*Set problem*. Filter the items below and copy every line that contains the word "traction".

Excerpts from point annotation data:
------------------------------------------------
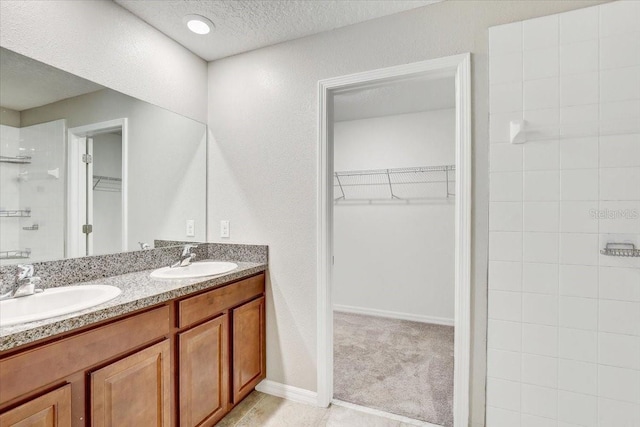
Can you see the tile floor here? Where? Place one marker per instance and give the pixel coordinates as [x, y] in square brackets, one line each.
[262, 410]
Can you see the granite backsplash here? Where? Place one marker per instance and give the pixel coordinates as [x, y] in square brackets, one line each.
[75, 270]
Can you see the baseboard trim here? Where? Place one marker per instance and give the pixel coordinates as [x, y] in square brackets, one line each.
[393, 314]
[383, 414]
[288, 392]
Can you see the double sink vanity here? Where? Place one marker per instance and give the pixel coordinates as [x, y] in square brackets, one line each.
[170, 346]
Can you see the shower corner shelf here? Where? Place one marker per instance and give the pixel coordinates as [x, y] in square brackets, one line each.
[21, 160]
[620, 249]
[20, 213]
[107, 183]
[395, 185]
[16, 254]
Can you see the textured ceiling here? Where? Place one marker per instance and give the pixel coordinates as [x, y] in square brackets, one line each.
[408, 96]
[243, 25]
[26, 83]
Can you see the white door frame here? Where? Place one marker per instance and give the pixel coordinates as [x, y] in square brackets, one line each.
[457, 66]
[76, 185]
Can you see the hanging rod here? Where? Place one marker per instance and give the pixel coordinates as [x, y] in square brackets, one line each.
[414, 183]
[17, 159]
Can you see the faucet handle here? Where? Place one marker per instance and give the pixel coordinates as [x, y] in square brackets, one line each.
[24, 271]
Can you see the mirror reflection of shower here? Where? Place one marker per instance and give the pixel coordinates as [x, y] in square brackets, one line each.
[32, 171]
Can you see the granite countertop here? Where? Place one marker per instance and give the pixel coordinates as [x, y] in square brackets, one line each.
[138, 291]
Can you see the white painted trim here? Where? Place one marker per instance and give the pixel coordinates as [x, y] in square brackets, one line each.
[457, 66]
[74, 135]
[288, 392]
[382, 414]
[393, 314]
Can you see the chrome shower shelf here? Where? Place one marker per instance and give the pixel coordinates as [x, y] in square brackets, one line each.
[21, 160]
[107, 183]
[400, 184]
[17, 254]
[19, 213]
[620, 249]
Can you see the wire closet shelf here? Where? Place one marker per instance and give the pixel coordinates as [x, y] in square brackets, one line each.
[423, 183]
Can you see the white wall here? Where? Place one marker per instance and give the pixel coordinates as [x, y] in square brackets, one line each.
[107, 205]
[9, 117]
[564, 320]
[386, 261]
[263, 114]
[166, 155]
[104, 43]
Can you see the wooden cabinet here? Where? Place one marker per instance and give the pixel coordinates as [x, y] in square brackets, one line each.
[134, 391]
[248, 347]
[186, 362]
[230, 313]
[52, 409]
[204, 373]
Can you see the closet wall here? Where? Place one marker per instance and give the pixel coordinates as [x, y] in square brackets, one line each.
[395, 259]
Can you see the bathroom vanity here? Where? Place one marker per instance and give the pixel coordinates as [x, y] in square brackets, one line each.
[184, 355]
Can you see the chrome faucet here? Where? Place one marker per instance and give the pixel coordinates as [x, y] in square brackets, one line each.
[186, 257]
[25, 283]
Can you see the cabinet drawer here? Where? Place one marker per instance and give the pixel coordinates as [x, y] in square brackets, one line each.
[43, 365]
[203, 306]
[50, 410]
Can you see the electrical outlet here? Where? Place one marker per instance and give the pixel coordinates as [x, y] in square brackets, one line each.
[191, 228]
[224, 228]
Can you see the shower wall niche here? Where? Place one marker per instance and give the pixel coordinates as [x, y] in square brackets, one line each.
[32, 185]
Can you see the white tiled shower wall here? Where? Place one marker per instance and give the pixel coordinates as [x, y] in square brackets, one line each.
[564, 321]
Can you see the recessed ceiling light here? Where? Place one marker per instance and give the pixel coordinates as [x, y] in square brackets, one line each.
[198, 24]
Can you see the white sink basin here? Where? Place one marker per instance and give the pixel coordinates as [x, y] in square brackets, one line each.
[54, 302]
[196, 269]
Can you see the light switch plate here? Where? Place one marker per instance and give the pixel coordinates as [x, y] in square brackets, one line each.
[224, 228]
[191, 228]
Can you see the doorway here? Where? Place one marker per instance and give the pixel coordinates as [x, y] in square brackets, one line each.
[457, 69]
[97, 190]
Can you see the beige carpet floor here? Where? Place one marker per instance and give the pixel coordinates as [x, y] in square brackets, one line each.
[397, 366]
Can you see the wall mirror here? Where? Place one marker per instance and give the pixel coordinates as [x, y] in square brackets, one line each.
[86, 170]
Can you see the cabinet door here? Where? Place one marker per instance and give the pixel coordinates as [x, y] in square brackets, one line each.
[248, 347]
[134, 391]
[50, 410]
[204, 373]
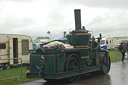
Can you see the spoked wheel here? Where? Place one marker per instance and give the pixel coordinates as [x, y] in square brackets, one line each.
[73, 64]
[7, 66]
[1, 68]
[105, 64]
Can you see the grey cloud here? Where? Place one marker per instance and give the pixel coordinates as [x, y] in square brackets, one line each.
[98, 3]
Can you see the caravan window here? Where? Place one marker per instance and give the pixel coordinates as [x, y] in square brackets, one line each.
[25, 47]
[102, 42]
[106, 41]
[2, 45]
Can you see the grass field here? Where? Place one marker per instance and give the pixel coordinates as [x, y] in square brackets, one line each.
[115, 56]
------------------------------------------------
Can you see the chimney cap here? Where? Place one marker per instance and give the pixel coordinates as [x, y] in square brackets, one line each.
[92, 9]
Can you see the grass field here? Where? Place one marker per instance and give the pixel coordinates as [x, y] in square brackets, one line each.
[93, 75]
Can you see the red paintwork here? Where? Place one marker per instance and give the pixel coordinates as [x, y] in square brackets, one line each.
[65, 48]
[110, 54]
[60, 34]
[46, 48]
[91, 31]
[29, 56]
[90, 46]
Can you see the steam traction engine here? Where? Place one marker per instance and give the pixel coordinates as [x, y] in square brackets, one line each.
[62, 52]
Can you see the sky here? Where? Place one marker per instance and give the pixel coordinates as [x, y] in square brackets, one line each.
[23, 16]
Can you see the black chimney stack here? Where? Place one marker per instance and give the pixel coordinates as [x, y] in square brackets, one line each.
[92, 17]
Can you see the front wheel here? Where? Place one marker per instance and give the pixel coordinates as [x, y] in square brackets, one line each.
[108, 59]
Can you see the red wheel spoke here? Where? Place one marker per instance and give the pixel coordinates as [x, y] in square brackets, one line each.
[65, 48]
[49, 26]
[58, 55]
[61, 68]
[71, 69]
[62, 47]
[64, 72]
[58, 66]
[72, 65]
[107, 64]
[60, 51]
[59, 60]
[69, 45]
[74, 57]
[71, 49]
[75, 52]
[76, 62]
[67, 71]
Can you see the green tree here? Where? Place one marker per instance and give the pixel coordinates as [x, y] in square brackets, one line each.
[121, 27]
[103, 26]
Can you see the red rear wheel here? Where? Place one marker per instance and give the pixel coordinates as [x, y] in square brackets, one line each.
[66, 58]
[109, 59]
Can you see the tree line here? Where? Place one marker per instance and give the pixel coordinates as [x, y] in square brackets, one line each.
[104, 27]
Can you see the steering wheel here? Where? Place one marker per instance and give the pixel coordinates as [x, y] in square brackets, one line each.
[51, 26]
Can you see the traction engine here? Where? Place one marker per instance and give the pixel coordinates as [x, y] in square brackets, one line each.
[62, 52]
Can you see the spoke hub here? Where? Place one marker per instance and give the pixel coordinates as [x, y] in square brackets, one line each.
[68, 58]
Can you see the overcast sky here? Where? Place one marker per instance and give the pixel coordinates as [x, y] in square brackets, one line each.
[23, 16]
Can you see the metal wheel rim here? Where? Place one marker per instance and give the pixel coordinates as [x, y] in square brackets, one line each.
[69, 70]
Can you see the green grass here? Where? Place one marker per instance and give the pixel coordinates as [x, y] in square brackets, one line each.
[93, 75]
------------------------------------------------
*Exercise solution*.
Can you see the steam traction engine here? Where? Place one marker per instance and give the pixel coordinates as [x, y] in square brackets, one line each.
Can you see the traction engine here? Where? Place one marker per instance and give the pixel coordinates as [x, y] in square brackets, one line each.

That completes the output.